ENTRIES SHOWN
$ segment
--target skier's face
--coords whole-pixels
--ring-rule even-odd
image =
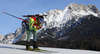
[[[39,21],[42,23],[42,22],[44,22],[44,19],[43,18],[40,18]]]

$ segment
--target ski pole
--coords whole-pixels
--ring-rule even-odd
[[[20,19],[20,20],[23,20],[23,21],[25,21],[25,22],[29,23],[28,21],[26,21],[26,20],[24,20],[24,19],[22,19],[22,18],[20,18],[20,17],[16,17],[16,16],[11,15],[11,14],[6,13],[6,12],[3,12],[3,13],[4,13],[4,14],[7,14],[7,15],[9,15],[9,16],[12,16],[12,17],[14,17],[14,18],[17,18],[17,19]]]

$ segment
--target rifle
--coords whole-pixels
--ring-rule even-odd
[[[3,12],[3,13],[29,23],[28,21],[26,21],[26,20],[24,20],[24,19],[22,19],[20,17],[16,17],[16,16],[14,16],[12,14],[9,14],[9,13],[6,13],[6,12]],[[43,16],[47,16],[47,15],[39,15],[39,14],[36,14],[36,15],[23,15],[23,17],[34,17],[34,16],[43,17]]]
[[[22,20],[22,21],[25,21],[25,22],[29,23],[28,21],[26,21],[26,20],[24,20],[24,19],[22,19],[22,18],[20,18],[20,17],[16,17],[16,16],[11,15],[11,14],[6,13],[6,12],[3,12],[3,13],[4,13],[4,14],[7,14],[7,15],[9,15],[9,16],[12,16],[12,17],[14,17],[14,18],[17,18],[17,19],[20,19],[20,20]]]

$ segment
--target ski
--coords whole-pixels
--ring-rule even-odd
[[[33,52],[40,52],[40,53],[57,53],[55,51],[48,51],[48,50],[43,50],[43,49],[40,49],[40,50],[26,50],[26,49],[22,49],[22,50],[25,50],[25,51],[33,51]]]

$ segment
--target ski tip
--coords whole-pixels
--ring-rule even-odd
[[[3,13],[5,13],[5,12],[3,12]]]

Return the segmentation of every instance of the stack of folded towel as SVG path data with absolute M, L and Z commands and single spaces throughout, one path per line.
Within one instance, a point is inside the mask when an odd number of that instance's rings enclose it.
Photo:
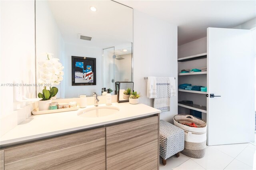
M 185 89 L 188 90 L 192 90 L 192 88 L 193 86 L 192 86 L 191 85 L 188 85 L 186 88 L 185 88 Z
M 201 90 L 201 87 L 202 87 L 203 86 L 196 86 L 194 85 L 192 86 L 192 89 L 191 90 L 194 90 L 194 91 L 200 91 Z
M 201 87 L 201 91 L 204 91 L 207 92 L 207 87 Z
M 191 86 L 191 84 L 181 84 L 179 85 L 179 89 L 183 89 L 183 90 L 185 90 L 185 89 L 187 88 L 188 86 Z
M 201 68 L 201 70 L 202 70 L 202 71 L 207 71 L 207 67 L 202 67 Z
M 190 71 L 190 73 L 193 73 L 193 72 L 201 72 L 201 70 L 197 69 L 193 69 Z

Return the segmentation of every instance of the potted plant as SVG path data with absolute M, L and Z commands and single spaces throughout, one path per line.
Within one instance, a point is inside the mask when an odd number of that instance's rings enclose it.
M 131 95 L 131 89 L 128 88 L 126 90 L 124 91 L 123 98 L 124 99 L 128 99 L 130 95 Z
M 108 93 L 111 93 L 112 91 L 113 90 L 110 88 L 107 89 L 107 92 L 108 92 Z
M 42 99 L 38 102 L 39 111 L 49 110 L 50 104 L 52 103 L 51 98 L 55 93 L 54 88 L 52 88 L 50 90 L 44 89 L 43 90 L 42 93 L 38 93 L 38 97 Z
M 62 77 L 64 73 L 64 69 L 59 59 L 52 57 L 52 54 L 46 53 L 46 60 L 40 62 L 38 64 L 38 79 L 39 84 L 49 85 L 50 90 L 46 89 L 46 86 L 42 91 L 42 94 L 39 93 L 38 97 L 42 99 L 38 101 L 39 111 L 49 109 L 49 106 L 52 102 L 51 98 L 56 95 L 58 89 L 56 87 L 51 88 L 52 84 L 58 85 L 63 79 Z
M 54 93 L 53 96 L 52 96 L 51 99 L 56 99 L 56 95 L 57 95 L 57 93 L 58 93 L 58 88 L 56 87 L 50 87 L 50 90 L 51 89 L 53 89 L 54 91 Z
M 139 98 L 140 97 L 140 93 L 137 93 L 137 91 L 132 92 L 129 98 L 129 103 L 133 105 L 138 103 Z

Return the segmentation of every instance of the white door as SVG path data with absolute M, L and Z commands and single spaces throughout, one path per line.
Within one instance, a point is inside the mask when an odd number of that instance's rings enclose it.
M 255 54 L 250 32 L 207 29 L 208 145 L 254 140 Z

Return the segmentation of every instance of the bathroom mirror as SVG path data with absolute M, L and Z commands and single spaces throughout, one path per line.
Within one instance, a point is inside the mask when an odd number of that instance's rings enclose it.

GOAL
Copy all of the records above word for word, leaving out the pictures.

CORRECT RESPONSE
$ segment
--target skier's face
--coords whole-pixels
--ring-rule even-odd
image =
[[[39,21],[42,23],[42,22],[44,22],[44,19],[43,18],[40,18]]]

$ segment
--target ski pole
--coords whole-pixels
--ring-rule even-odd
[[[20,19],[20,20],[23,20],[23,21],[25,21],[25,22],[29,23],[28,21],[26,21],[26,20],[24,20],[24,19],[22,19],[22,18],[20,18],[20,17],[16,17],[16,16],[11,15],[11,14],[6,13],[6,12],[3,12],[3,13],[4,13],[4,14],[7,14],[7,15],[9,15],[9,16],[12,16],[12,17],[14,17],[14,18],[17,18],[17,19]]]

$ segment
--target rifle
--coords whole-pixels
--ring-rule even-odd
[[[3,12],[3,13],[29,23],[28,21],[26,21],[26,20],[24,20],[24,19],[22,19],[20,17],[16,17],[16,16],[14,16],[12,14],[9,14],[9,13],[6,13],[6,12]],[[43,16],[47,16],[47,15],[39,15],[39,14],[36,14],[36,15],[23,15],[23,17],[34,17],[34,16],[43,17]]]
[[[22,20],[22,21],[25,21],[25,22],[29,23],[28,21],[26,21],[26,20],[24,20],[24,19],[22,19],[22,18],[20,18],[20,17],[16,17],[16,16],[11,15],[11,14],[6,13],[6,12],[3,12],[3,13],[4,13],[4,14],[7,14],[7,15],[9,15],[9,16],[12,16],[12,17],[14,17],[14,18],[17,18],[17,19],[20,19],[20,20]]]

$ segment
--target ski
--coords whole-pixels
--ring-rule even-odd
[[[33,52],[40,52],[40,53],[57,53],[55,51],[48,51],[48,50],[43,50],[43,49],[40,49],[40,50],[26,50],[26,49],[22,49],[22,50],[25,50],[25,51],[33,51]]]

$ segment
--target ski tip
--coords whole-pixels
--ring-rule even-odd
[[[3,13],[5,13],[5,12],[3,12]]]

Return the segmentation of every instance of the stack of folded towel as SVG path data with absolute M, L and Z commands and single spaces throughout, one path per line.
Within one instance, a point is inside the mask when an odd number of that instance's rings enclose it.
Photo:
M 185 89 L 188 90 L 192 90 L 192 88 L 193 86 L 192 86 L 191 85 L 188 85 L 186 88 L 185 88 Z
M 201 90 L 201 87 L 202 87 L 203 86 L 196 86 L 194 85 L 192 86 L 192 89 L 191 90 L 194 90 L 194 91 L 200 91 Z
M 201 87 L 201 91 L 204 91 L 207 92 L 207 87 Z
M 191 86 L 191 84 L 181 84 L 179 85 L 179 89 L 183 89 L 183 90 L 185 90 L 185 89 L 187 88 L 188 86 Z
M 201 68 L 201 70 L 202 70 L 202 71 L 207 71 L 207 67 L 202 67 Z
M 190 71 L 190 73 L 193 73 L 193 72 L 201 72 L 201 70 L 197 69 L 193 69 Z

Return the segmentation of every instance of the potted plant as SVG path data with absolute M, L and Z commands and single spaces throughout, one path per line.
Within one instance, a point is inside the mask when an odd number of that instance's rings enclose it.
M 131 95 L 131 89 L 128 88 L 126 90 L 124 91 L 123 98 L 124 99 L 128 99 L 130 95 Z
M 108 93 L 111 93 L 112 91 L 113 90 L 110 88 L 107 89 L 107 92 L 108 92 Z
M 42 99 L 38 102 L 39 111 L 49 110 L 50 104 L 52 103 L 51 98 L 55 93 L 54 88 L 52 88 L 50 90 L 44 89 L 43 90 L 42 93 L 38 93 L 38 97 Z
M 62 77 L 64 73 L 64 69 L 59 59 L 52 57 L 52 54 L 46 53 L 46 60 L 40 62 L 38 64 L 38 79 L 39 84 L 49 85 L 50 90 L 46 89 L 46 86 L 42 91 L 42 94 L 39 93 L 38 97 L 42 99 L 38 101 L 39 111 L 49 109 L 49 106 L 52 102 L 51 98 L 56 95 L 58 89 L 56 87 L 51 88 L 52 84 L 58 85 L 63 79 Z
M 54 93 L 53 96 L 52 96 L 51 99 L 56 99 L 56 95 L 57 95 L 57 93 L 58 93 L 58 88 L 56 87 L 50 87 L 50 90 L 51 89 L 53 89 L 54 91 Z
M 139 98 L 140 97 L 140 93 L 137 93 L 137 91 L 132 92 L 129 98 L 129 103 L 133 105 L 138 103 Z

Return the segmentation of every instance of the white door as SVG path data with absolute M, L and Z commands and single spaces throughout, one path per line.
Within one instance, a point is inside the mask when an odd number of that instance's rings enclose it.
M 255 54 L 250 32 L 207 29 L 208 145 L 254 140 Z

Return the segmentation of every instance of the bathroom mirror as SVG path data with absolute M, L and Z commands and single spaces throughout, one path per line.
Within one instance, a point is inside the mask when an odd number of that instance's rings enclose it.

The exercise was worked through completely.